### Provided passage
○ ○ ○ ○ ○ ○ ○
Trump’s remarks come at a time of intense examination of the violence of the game, at a time when its long-term future is being questioned because of the effects of head trauma. It’s not the first time he’s questioned the softening of the game. It was a particularly tone-deaf instance, however, given the news of the week.

There’s no other way to put it: On Friday night, again, Donald Trump was America’s divider-in-chief.
And, more, which will ask you to watch to videos.

This youtube captures important parts of Trump’s remarks atthe Huntsville Rally, November 22, 2017. And, there’s no other way to summarize his remarks, than to conclude that Trump loves violence.



Of course this shouldn’t be news, that Trump loves violence,  to anyone who’s been paying attention.

Here’s Trump speaking to police in Suffolk County on Long Island, giving them permission to abuse their authority as police officers:



The full text of that speech is here but below are some of the highlights:
On Friday, President Trump traveled to Long Island to address a group of law enforcement officials and speak about the administration’s efforts to eradicate the gang Mara Salvatrucha, or MS-13. His speech stuck largely to that theme, though he also made note of Thursday night’s failed health-care vote.

Trump’s speech was noteworthy, though, for its embrace of aggressive tactics by police officers. He insisted that his team was “rough” and encouraged police officers not to be concerned about preventing physical harm to people being taken into custody. The laws, he said, were “stacked against” the police.

“Please don’t be too nice,” Trump told the officers, to applause. Below, his comments, as provided by the White House, with our highlights and annotations. To see an annotation, click on the yellow, highlighted text.
○ ○ ○ ○ ○ ○ ○
### Data section
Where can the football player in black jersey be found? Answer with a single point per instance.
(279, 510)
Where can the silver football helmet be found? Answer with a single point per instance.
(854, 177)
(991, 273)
○ ○ ○ ○ ○ ○ ○
### Directions
A: From the passage on Trump's remarks, extract the text between "There’s no other way to put" and "been paying attention.", inclusive.
B: Can you copy the records above, word for word, from first line to last?

### Solutions below
A:
There’s no other way to put it: On Friday night, again, Donald Trump was America’s divider-in-chief.
And, more, which will ask you to watch to videos.

This youtube captures important parts of Trump’s remarks atthe Huntsville Rally, November 22, 2017. And, there’s no other way to summarize his remarks, than to conclude that Trump loves violence.



Of course this shouldn’t be news, that Trump loves violence,  to anyone who’s been paying attention.

B:
Where can the football player in black jersey be found? Answer with a single point per instance.
(279, 510)
Where can the silver football helmet be found? Answer with a single point per instance.
(854, 177)
(991, 273)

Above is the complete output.